Brief: Lay out every one of the rows below as a Markdown table with the columns "Line No." and "Content," giving each line its number and skipping any blank lines. Leave the pictures out of the table.

Exercise materials:
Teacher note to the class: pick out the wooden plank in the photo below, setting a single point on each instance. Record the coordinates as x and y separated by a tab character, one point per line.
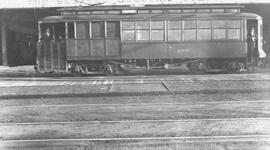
144	111
128	129
187	143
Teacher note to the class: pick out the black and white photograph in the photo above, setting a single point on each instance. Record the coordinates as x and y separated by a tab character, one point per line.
134	74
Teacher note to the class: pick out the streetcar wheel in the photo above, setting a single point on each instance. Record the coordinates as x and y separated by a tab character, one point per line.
198	67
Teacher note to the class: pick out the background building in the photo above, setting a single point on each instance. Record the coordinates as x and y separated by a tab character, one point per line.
18	21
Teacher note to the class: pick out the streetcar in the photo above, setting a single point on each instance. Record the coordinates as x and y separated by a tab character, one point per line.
111	39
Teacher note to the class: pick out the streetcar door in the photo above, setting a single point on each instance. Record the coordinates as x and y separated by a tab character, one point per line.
113	38
51	54
252	41
105	38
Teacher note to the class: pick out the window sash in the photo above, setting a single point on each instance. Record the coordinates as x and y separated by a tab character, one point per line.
157	35
189	35
128	35
142	35
174	35
82	30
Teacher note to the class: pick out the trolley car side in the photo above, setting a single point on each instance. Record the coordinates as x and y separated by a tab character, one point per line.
109	39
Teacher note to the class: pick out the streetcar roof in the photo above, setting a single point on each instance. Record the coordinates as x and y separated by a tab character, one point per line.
150	7
149	16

Reply to the task:
| Line No. | Content |
|---|---|
| 1 | Teacher note to the class: pick out the wooden plank in the photo below, setting a single point on each instance. Record the coordinates as x and y separated by a tab character, one point per line. |
| 2 | 144	111 |
| 3 | 128	129 |
| 4 | 187	143 |
| 5 | Teacher note to the class: pick out the black and white photograph in the photo above, setting a single point on each instance. Record the coordinates as x and y separated by a tab character, one point per line. |
| 6 | 134	74 |
| 7 | Teacher note to the class: pick out the streetcar wheel in the photo above, setting a single point on each instance. Record the coordinates as x and y separated by a tab character, one point per line. |
| 8 | 198	67 |
| 9 | Teacher note to the class: pick out the background building in the photo above, setting a single point on each instance. Record the coordinates as x and y separated by a tab character, one point per line. |
| 10 | 18	21 |
| 11 | Teacher note to the class: pick out the streetcar in the photo above, setting a single point on each instance. Record the coordinates as x and y separated by a tab character, one point per line. |
| 12 | 111	39 |
| 13 | Teacher note to the class: pick out the streetcar door in the photo above, setting a single point on each instance. Record the coordinates as x and y separated by a tab character, one point per line. |
| 14 | 113	38 |
| 15 | 51	54 |
| 16 | 252	41 |
| 17 | 105	38 |
| 18 | Teacher note to the class: pick out the window sash in the photo above, setting a single point on each instance. Record the coordinates as x and y separated by a tab character, one point per line. |
| 19 | 157	35 |
| 20 | 189	35 |
| 21 | 128	35 |
| 22 | 142	35 |
| 23 | 174	35 |
| 24 | 82	30 |
| 25 | Teacher note to the class: pick out the trolley car side in the photo above, setting a single point on each instance. Record the coordinates as x and y separated by a tab character, one point per line. |
| 26 | 109	39 |
| 27 | Teacher note to the class: pick out the streetcar roof in the photo above, setting a single point on each instance. Record the coordinates as x and y separated by a tab character, one point per line. |
| 28 | 150	7 |
| 29 | 149	16 |